MATERIAL FOR THIS EXERCISE:
******

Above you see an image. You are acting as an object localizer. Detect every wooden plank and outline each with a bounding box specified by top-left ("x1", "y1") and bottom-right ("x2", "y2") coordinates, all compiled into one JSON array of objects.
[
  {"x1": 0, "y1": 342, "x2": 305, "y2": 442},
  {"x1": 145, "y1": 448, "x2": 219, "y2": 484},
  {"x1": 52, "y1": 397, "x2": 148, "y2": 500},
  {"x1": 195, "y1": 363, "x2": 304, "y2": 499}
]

******

AIM:
Copy the material, putting "wooden board" in place of "wooden plank" and leaving everything else untouched.

EXPECTED ANSWER:
Above you see an image. You are acting as an object localizer. Detect every wooden board and outline each with a bounding box specified by top-left ("x1", "y1") and bottom-right ("x2", "y2") coordinates, all compiled into one JSON array of objects.
[
  {"x1": 0, "y1": 342, "x2": 305, "y2": 442},
  {"x1": 145, "y1": 448, "x2": 219, "y2": 484},
  {"x1": 52, "y1": 397, "x2": 148, "y2": 500},
  {"x1": 195, "y1": 363, "x2": 304, "y2": 499}
]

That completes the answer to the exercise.